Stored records

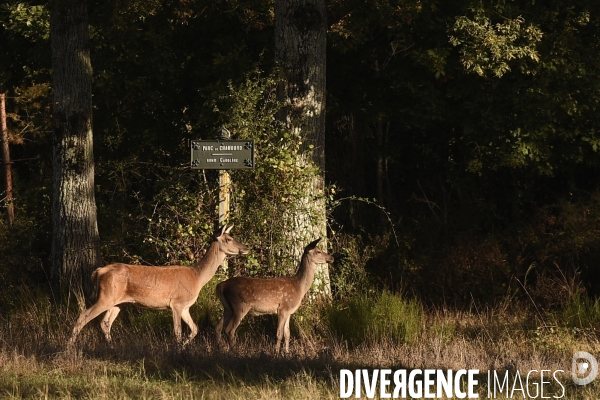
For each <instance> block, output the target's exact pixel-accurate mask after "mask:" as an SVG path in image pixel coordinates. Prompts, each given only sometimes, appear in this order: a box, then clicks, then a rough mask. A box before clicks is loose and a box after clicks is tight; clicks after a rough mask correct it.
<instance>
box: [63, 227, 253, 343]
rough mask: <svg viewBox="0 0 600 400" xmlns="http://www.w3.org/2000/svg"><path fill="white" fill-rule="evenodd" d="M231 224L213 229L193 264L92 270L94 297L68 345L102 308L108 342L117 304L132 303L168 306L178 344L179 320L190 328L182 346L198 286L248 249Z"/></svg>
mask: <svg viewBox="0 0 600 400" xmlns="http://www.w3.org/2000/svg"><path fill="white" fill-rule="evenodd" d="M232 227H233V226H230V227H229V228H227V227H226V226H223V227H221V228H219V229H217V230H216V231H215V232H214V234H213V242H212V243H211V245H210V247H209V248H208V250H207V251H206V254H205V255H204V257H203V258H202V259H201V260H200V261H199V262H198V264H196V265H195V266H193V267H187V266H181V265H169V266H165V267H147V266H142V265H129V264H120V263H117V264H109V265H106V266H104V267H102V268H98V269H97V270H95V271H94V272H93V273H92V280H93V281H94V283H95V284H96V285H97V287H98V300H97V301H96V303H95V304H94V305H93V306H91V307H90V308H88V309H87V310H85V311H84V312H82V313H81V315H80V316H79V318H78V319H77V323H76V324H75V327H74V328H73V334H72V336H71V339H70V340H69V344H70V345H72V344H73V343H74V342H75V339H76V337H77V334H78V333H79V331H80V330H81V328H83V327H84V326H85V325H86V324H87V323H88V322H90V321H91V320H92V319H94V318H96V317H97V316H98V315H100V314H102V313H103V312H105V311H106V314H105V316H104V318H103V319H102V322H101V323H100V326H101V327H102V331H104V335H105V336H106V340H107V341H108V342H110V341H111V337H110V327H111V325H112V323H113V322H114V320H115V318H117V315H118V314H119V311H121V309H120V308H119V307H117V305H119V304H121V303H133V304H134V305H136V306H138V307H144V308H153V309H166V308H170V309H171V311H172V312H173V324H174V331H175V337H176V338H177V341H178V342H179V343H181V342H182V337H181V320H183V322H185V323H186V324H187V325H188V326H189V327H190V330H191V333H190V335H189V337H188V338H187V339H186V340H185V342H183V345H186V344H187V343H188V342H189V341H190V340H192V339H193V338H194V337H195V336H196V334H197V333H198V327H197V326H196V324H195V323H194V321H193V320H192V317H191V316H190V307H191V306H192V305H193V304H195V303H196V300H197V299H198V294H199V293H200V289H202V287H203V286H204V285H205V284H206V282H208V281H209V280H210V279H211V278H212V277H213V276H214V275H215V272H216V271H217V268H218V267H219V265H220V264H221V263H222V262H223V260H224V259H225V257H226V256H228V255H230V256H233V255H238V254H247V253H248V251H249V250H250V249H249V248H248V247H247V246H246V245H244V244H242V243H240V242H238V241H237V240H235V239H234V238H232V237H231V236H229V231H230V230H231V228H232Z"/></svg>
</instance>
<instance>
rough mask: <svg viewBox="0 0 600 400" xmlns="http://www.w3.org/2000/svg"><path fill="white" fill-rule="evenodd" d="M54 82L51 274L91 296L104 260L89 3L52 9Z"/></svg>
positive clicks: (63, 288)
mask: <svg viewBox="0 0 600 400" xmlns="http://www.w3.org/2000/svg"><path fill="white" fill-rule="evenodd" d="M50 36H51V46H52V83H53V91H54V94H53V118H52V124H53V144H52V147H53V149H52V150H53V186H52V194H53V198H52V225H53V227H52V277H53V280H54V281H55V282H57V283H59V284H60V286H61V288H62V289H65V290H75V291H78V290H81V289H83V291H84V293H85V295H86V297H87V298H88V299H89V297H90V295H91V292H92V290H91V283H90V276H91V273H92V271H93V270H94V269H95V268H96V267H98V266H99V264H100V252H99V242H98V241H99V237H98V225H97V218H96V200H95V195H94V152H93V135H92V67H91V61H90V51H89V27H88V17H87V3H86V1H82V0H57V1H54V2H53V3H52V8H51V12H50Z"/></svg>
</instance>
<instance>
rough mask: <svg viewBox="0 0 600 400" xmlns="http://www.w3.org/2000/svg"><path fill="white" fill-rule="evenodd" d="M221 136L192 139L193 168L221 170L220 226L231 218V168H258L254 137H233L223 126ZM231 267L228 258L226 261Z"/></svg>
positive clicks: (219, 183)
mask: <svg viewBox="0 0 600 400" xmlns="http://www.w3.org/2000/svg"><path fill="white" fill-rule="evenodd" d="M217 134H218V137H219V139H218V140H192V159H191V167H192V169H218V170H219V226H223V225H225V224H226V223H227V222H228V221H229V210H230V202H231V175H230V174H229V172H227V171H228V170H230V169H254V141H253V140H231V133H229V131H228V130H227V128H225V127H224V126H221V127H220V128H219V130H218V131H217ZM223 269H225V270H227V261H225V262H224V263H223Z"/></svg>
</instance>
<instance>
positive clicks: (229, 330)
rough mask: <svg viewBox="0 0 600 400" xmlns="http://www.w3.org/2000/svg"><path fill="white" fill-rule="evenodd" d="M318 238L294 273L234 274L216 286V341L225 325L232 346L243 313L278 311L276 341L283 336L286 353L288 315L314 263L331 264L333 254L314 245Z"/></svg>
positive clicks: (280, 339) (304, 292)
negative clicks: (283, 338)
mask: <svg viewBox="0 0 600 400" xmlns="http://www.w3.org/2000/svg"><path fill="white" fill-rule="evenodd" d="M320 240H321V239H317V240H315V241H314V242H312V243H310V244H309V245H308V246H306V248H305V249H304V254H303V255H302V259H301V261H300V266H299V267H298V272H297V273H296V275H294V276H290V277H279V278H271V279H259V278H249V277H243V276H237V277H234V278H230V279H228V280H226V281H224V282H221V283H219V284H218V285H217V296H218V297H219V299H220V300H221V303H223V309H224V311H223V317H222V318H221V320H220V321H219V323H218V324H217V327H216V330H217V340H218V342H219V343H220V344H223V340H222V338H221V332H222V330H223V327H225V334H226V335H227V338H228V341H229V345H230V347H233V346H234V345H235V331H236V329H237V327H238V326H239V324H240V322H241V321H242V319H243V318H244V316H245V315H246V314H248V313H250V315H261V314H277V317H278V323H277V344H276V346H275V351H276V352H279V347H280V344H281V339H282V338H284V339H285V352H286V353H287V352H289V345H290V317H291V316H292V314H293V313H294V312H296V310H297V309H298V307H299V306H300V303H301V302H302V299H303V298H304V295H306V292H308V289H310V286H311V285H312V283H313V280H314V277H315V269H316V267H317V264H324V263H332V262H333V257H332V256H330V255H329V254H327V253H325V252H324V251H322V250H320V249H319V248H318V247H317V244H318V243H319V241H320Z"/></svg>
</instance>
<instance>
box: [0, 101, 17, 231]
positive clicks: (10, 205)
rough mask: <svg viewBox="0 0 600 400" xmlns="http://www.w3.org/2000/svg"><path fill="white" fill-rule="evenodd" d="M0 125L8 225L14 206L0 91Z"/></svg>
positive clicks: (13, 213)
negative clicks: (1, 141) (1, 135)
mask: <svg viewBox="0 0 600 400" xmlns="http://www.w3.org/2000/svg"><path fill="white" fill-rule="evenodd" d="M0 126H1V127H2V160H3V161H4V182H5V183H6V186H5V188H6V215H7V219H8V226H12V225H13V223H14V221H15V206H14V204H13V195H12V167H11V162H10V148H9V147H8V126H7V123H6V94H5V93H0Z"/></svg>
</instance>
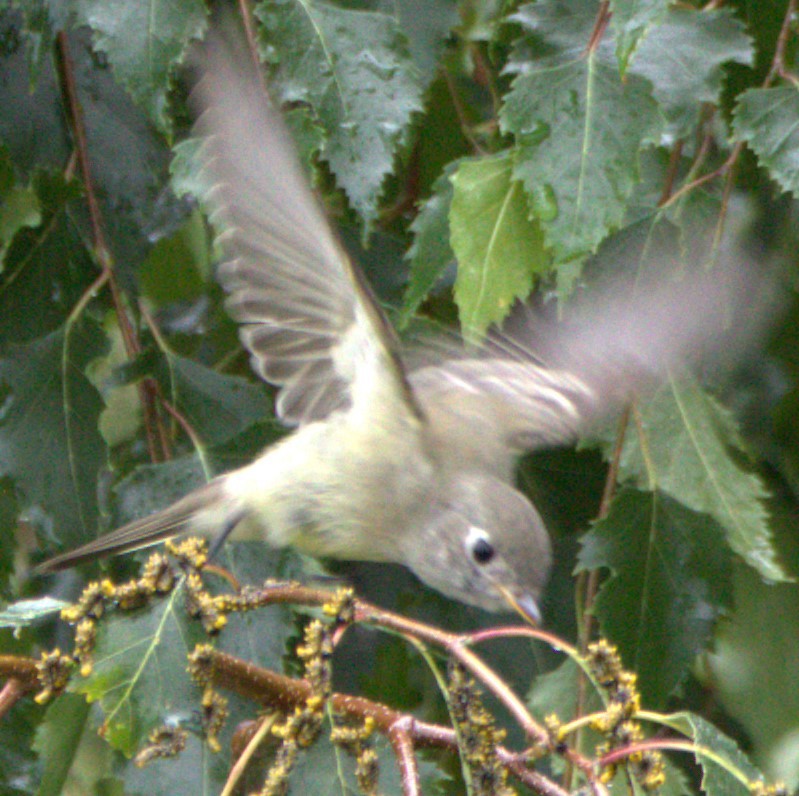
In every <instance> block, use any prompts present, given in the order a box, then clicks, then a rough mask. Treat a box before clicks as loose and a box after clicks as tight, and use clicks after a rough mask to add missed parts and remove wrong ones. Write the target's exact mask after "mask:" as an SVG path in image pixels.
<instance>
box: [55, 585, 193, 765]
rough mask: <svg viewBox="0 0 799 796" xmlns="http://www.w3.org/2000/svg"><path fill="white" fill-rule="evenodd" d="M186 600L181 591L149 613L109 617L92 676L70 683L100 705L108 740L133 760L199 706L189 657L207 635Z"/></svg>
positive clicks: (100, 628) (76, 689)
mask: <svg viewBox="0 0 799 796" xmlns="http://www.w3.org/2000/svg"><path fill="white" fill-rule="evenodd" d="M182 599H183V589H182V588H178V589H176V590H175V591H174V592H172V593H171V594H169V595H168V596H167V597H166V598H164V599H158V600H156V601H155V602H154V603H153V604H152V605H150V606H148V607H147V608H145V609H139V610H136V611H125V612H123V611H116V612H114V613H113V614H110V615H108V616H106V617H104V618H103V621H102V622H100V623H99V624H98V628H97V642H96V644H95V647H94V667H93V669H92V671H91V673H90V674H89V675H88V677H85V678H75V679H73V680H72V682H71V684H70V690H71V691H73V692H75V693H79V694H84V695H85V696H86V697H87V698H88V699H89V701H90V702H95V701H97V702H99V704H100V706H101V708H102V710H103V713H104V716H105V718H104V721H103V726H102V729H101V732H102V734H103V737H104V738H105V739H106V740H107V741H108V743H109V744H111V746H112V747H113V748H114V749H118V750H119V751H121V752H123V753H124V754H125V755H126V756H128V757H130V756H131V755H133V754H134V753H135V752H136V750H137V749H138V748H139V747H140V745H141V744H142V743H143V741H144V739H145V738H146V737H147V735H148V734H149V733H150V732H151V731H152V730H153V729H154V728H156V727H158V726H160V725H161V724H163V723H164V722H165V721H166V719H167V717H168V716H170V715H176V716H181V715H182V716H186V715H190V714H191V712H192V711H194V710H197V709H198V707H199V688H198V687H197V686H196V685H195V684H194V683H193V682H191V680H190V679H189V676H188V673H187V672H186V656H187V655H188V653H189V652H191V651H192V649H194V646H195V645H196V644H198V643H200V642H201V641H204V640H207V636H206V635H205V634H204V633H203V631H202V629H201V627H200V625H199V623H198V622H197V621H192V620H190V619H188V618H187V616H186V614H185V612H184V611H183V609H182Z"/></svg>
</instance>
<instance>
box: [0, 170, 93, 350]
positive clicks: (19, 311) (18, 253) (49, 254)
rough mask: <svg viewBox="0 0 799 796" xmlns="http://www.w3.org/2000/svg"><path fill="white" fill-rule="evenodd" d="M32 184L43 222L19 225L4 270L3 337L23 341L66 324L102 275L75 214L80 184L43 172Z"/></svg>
==
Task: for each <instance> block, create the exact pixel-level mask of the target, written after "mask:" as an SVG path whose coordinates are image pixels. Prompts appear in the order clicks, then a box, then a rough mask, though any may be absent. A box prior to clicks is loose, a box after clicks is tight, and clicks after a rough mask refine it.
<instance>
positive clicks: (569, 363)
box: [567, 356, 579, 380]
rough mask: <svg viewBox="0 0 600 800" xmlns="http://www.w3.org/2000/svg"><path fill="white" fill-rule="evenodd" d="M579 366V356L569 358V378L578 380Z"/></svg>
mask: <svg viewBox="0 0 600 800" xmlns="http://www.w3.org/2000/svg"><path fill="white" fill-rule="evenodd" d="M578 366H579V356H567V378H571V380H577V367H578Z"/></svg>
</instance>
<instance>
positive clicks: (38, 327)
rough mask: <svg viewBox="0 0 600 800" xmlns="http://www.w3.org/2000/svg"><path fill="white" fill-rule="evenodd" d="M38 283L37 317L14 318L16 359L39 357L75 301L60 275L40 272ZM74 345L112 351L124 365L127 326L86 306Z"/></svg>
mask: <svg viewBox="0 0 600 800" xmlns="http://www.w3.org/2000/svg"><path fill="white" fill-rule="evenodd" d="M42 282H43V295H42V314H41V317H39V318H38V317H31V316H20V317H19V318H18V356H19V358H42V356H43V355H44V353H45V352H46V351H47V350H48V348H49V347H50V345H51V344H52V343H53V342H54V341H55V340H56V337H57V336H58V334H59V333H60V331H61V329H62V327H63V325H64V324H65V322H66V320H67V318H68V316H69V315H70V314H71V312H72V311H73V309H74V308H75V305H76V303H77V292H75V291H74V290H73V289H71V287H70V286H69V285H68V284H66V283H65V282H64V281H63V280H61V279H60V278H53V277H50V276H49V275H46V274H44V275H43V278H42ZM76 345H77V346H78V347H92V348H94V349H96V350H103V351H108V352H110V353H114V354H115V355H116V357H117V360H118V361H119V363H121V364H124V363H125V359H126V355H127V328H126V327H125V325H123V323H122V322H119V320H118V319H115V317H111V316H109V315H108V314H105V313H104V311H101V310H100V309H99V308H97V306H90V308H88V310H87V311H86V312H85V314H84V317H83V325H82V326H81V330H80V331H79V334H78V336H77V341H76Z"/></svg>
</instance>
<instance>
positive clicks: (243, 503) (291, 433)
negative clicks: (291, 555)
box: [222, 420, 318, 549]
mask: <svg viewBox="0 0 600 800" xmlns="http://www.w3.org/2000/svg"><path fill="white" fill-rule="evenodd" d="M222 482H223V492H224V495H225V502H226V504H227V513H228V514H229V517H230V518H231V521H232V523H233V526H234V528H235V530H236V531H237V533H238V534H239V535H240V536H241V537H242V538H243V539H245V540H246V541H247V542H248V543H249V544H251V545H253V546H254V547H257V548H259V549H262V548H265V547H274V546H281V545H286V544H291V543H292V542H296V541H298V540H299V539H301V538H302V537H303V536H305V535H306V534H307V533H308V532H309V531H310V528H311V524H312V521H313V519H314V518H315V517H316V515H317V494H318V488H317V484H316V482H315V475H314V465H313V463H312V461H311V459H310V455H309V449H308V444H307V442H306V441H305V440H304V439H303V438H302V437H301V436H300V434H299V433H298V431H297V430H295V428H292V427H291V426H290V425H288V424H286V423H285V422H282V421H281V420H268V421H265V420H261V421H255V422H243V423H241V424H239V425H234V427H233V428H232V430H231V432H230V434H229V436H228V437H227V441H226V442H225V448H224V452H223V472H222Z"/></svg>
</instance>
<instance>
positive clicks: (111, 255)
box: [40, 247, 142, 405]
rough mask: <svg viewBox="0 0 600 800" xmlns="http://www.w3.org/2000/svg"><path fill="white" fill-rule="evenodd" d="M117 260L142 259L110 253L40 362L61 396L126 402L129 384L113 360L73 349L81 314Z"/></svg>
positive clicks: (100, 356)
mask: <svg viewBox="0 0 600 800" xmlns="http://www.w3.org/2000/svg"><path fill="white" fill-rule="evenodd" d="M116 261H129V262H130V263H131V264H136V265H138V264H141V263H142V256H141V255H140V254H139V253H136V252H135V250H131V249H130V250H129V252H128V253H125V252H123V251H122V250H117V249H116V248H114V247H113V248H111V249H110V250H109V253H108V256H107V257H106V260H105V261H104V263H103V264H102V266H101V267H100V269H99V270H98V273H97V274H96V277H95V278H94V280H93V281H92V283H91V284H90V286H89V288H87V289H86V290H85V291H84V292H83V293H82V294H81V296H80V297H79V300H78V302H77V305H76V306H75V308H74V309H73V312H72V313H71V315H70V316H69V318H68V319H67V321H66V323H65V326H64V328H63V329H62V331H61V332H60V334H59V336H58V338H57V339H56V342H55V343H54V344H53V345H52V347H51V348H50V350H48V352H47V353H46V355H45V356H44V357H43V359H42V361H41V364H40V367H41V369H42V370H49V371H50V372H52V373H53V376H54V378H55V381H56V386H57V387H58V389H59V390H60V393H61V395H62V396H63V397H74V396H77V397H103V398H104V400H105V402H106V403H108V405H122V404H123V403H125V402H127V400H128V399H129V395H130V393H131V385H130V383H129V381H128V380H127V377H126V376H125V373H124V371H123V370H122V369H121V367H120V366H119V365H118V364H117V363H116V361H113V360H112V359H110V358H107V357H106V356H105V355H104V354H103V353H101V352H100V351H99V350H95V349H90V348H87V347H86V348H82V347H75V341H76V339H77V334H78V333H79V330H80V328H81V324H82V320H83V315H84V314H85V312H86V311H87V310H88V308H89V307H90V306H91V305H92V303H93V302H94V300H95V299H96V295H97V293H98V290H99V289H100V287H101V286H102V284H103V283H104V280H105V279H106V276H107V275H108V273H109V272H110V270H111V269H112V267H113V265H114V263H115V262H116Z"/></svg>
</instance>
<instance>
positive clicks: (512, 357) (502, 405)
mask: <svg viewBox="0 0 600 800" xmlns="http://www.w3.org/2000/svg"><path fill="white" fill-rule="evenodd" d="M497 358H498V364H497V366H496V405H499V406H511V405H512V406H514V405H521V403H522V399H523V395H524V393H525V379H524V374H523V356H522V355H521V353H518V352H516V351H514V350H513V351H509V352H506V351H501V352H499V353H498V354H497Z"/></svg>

About this exercise
Reproduce verbatim the lines above, from the line with "238L294 273L234 274L216" through the line with "positive clicks: (280, 339) (304, 292)".

Response box
rough mask: <svg viewBox="0 0 600 400" xmlns="http://www.w3.org/2000/svg"><path fill="white" fill-rule="evenodd" d="M318 238L294 273L234 274L216 286V341L225 325L232 346L243 313L278 311L276 341L283 336L286 353L288 315L314 263L331 264L333 254L314 245Z"/></svg>
positive clicks: (280, 339) (304, 292)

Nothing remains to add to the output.